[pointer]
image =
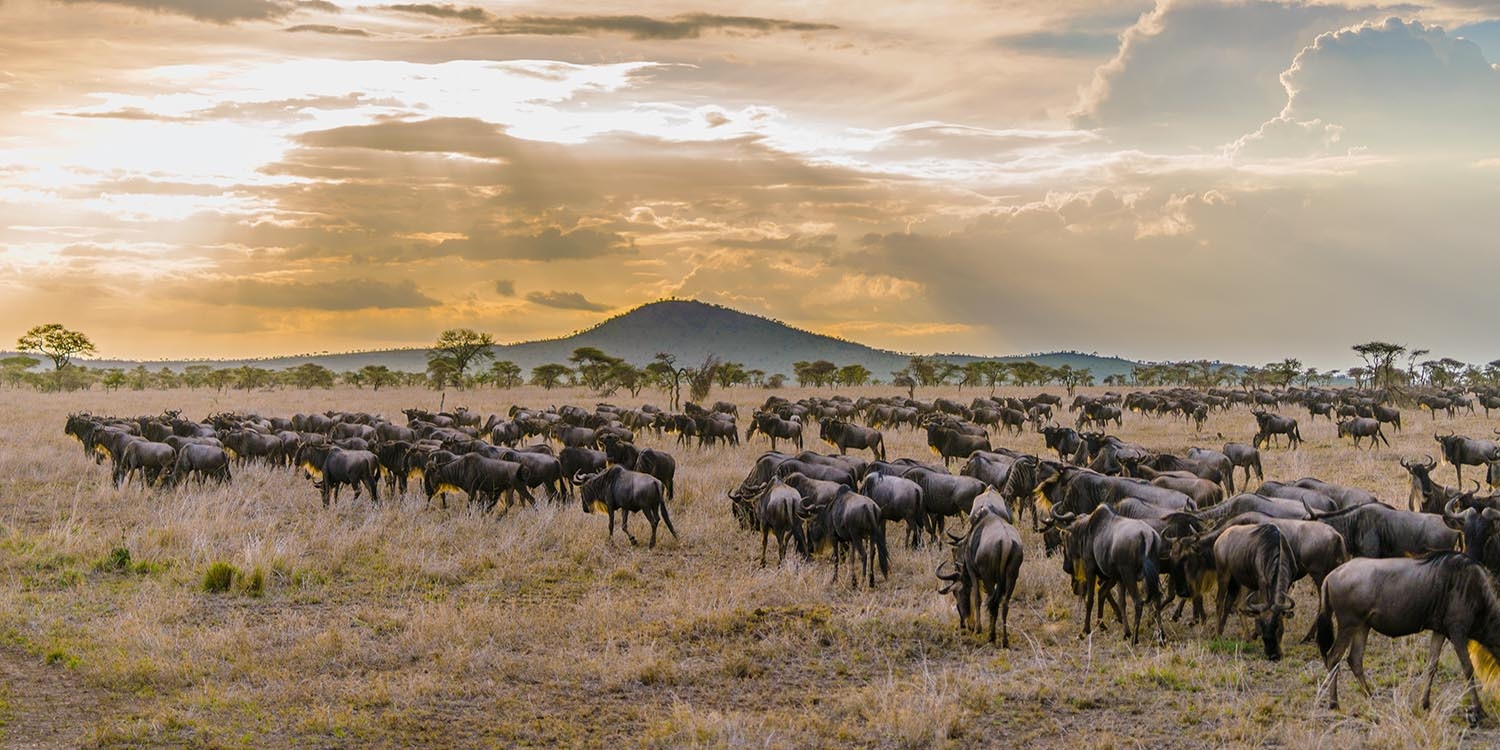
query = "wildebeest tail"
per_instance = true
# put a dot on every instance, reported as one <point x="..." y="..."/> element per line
<point x="1152" y="573"/>
<point x="881" y="549"/>
<point x="666" y="516"/>
<point x="1325" y="624"/>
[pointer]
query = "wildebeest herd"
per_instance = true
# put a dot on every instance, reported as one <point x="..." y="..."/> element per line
<point x="1133" y="527"/>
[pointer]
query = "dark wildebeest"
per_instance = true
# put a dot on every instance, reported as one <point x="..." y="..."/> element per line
<point x="1427" y="495"/>
<point x="480" y="477"/>
<point x="851" y="524"/>
<point x="332" y="467"/>
<point x="776" y="428"/>
<point x="1382" y="531"/>
<point x="987" y="561"/>
<point x="953" y="444"/>
<point x="1362" y="428"/>
<point x="1272" y="425"/>
<point x="201" y="461"/>
<point x="153" y="461"/>
<point x="618" y="488"/>
<point x="1064" y="440"/>
<point x="1460" y="452"/>
<point x="1446" y="593"/>
<point x="1260" y="560"/>
<point x="1242" y="456"/>
<point x="899" y="500"/>
<point x="1103" y="549"/>
<point x="945" y="495"/>
<point x="777" y="510"/>
<point x="845" y="435"/>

-.-.-

> _What you should do_
Everything in the data except the pictures needs to be written out exactly.

> _Solution to the exercise_
[pointer]
image =
query = "wildebeest tail"
per_instance = true
# put a dot on every instance, reported as one <point x="..." y="..."/> element per line
<point x="1152" y="573"/>
<point x="881" y="549"/>
<point x="666" y="516"/>
<point x="1325" y="624"/>
[pointer]
query = "wildebeest herd"
per_instance = true
# put a dot on every instance, reported as one <point x="..." y="..."/> element per line
<point x="1133" y="527"/>
[pointer]
query = "dark wildebeest"
per_instance = true
# put a dot on every instance, reported as one <point x="..." y="..."/> element per line
<point x="1427" y="495"/>
<point x="480" y="477"/>
<point x="851" y="524"/>
<point x="332" y="467"/>
<point x="776" y="428"/>
<point x="1382" y="531"/>
<point x="987" y="561"/>
<point x="953" y="444"/>
<point x="1362" y="428"/>
<point x="1272" y="425"/>
<point x="201" y="461"/>
<point x="153" y="461"/>
<point x="618" y="488"/>
<point x="1064" y="440"/>
<point x="1460" y="452"/>
<point x="1446" y="593"/>
<point x="1260" y="560"/>
<point x="1242" y="456"/>
<point x="899" y="500"/>
<point x="1103" y="549"/>
<point x="945" y="495"/>
<point x="777" y="510"/>
<point x="845" y="435"/>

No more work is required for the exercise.